2. Experimental Section

2.1. Materials

The bamboo-fiber-reinforced epoxy composites consisted of 6 wt.% NaOH-treated natural bamboo fibers and epoxy resin. Bamboo fibers were kindly donated by a local textile company located at Ningbo city of Zhejiang province in East China. Diglycidyl ether of bisphenol-A (DGEBA, YD-128, Kukdo Chemical (Kunshan) Co., Ltd., Kunshan, China) and a kind of modified amine hardener (5010B, Tianjin Fan-Xing Electronic Materials Co., Ltd., Tianjin, China) were used as the epoxy compound and curing agent, respectively. This modified amine hardener was selected due to its low viscosity and slow curing rate.

2.2. Single Fiber Tensile Test

Firstly, bamboo fibers were manually sized into lengths of 5 mm, 10 mm and 15 mm, respectively. Secondly, fibers were soaked in 2 wt.%, 6 wt.% and 10 wt.% NaOH solutions at room temperature for 12 h. The mass ratio of NaOH solution and bamboo fibers was 20:1. After alkali treatment, fibers were washed thoroughly with clean water to neutralize pH, and dried in air for 24 h. Finally, fibers were placed in an oven for another 12 h at 60 °C, and then carefully stored in a sealed plastic bag.

A single fiber tensile test was conducted on a Z-Wick Testing Machine, following the procedure described in [26], as shown in Figure 1a. The diameters of bamboo fibers were measured with an optical microscope (see Figure 2).

2.3. Single Fiber Pull-Out Test

As shown in Figure 1b,c, in order to determine the interfacial shear strength (IFSS) between a single bamboo fiber and epoxy, a single fiber pull-out test was carried out on a Z-Wick Testing Machine at a cross head speed of 1 mm/min. The detailed preparation of samples for single fiber pull-out test was discussed in Ref. [17]. The IFSS value is calculated as follows [27]:

$$\mathsf{\tau }=\frac{\mathrm{Failure}\mathrm{load}}{\mathrm{Interfacial}\mathrm{area}}=\frac{{\mathrm{F}}_{\max }}{\mathsf{\pi }\mathrm{dL}}$$

(1)

where F_max is the maximum force, d is the diameter of the bamboo fiber, and L is the embedded fiber length in the epoxy matrix.

• **TASK**
According to the bamboo fiber excerpt, why was the modified amine hardener selected? The lines that come next are separate material, apart from the text above.

[Stored records]
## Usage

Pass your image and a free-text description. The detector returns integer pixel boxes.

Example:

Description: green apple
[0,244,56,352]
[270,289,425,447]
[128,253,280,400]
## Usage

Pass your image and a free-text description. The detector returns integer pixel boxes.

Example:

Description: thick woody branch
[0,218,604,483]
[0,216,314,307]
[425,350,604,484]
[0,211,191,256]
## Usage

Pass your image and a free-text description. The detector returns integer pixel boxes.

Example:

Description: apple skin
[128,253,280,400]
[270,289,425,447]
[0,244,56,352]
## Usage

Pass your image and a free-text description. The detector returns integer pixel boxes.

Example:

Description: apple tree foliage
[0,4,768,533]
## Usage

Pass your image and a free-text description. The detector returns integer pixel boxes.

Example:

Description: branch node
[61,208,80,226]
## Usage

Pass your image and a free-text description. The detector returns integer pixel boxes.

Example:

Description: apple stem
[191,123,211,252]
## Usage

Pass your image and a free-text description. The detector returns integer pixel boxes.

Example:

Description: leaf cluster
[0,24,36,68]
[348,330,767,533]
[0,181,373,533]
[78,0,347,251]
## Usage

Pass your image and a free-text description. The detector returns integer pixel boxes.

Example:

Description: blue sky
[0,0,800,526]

---

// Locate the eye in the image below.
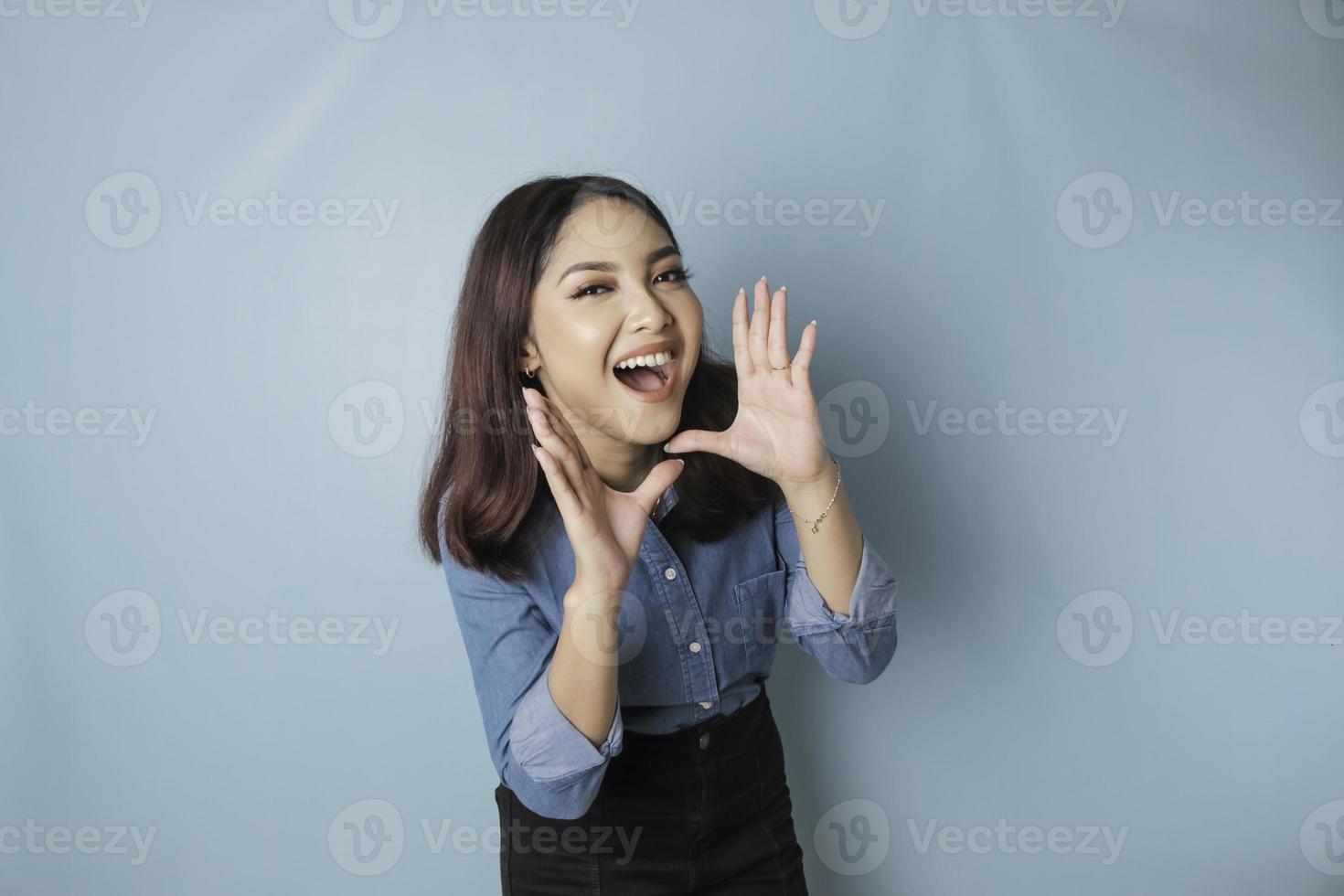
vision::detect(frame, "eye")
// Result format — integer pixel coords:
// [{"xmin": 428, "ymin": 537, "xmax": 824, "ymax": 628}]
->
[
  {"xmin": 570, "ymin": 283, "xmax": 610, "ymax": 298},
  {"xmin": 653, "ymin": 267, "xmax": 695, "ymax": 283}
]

• **SOLUTION FOR THIS EXERCISE**
It was selected for its low viscosity and slow curing rate.